-- Start READING PASSAGE --
This section focuses on the consequences of sensory delays, motor delays and their combination—in the context of pursuit initiation—using perhaps the simplest generative model for active inference. Our purpose is to illustrate the difficulties in oculomotor control that are incurred by delays and how these difficulties dissolve when delays are accommodated during active inference. We start with a description of the generative model and demonstrate its behaviour when delays are compensated. We then use this normal behaviour as a reference to look at failures of pursuit initiation induced by delays. In this section, responses to a single sweep of rightward motion are used to illustrate basic responses. In the next section, we consider pursuit of sinusoidal motion (with abrupt onsets) and the implications for generative models that may be used by the brain.

### 4.1 Generative model of pursuit initiation

The real-world provides sensory input in two modalities: proprioceptive input from cranial nerve nuclei reports the angular displacement of the eye \(\varvec{s}_o \in \mathbb {R}^2\) and corresponds to the centre of gaze. Note that, using the approximation of relatively small displacements, we use Cartesian coordinates to follow previous treatments, e.g. Friston et al. (2010a). However, visual space is better described by bounded polar coordinates, and treatments of large eye movements should account for this. Exteroceptive (retinal) input reports the angular position of a target in a retinal (intrinsic) frame of reference \(\varvec{s}_t \in \mathbb {R}^2\). The indices \(o\) and \(t\) thus refer to states of the oculomotor system or of the target, respectively. Note that \(\varvec{s}_t \) is just the difference between the centre of gaze and target location in an extrinsic frame of reference \(\varvec{x}_t - \varvec{x}_o\). In this paper, we are modelling the online inference of target position, and we are ignoring the problem of how the causal structure of the environment is learned. We simply assume that this structure has already been learned accurately, and therefore, the dynamics of the real world and the generative model are the same. Clearly, this model of visual processing is an enormous simplification: we are assuming that place coded spatial information can be summarised in terms of displacement vectors. However, more realistic simulations—using a set of retinotopic inputs with classical receptive fields covering visual space—produce virtually the same results. We will use more realistic models in future publications that deal with smooth pursuit and visual occlusion. Here, we use the simpler formulation to focus on delays and the different sorts of generative models that can provide top-down or extra-retinal constraints on visual motion processing.
-- End READING PASSAGE --
-- Start GIVEN INFORMATION --
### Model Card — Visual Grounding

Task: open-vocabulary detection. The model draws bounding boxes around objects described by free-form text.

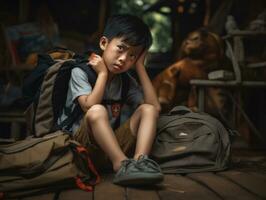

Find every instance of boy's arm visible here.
-- End GIVEN INFORMATION --
=== JOBS ===
a. According to the passage on pursuit initiation, what does the proprioceptive input from cranial nerve nuclei report?
b. Explain why, in the passage on pursuit initiation, the dynamics of the real world and of the generative model are treated as identical.

=== COMPLETE ANSWERS ===
a. It reports the angular displacement of the eye, which corresponds to the centre of gaze.

b. The paper models the online inference of target position and sets aside the problem of how the causal structure of the environment is learned. It assumes that this structure has already been learned accurately, so the real-world dynamics and the generative model are the same.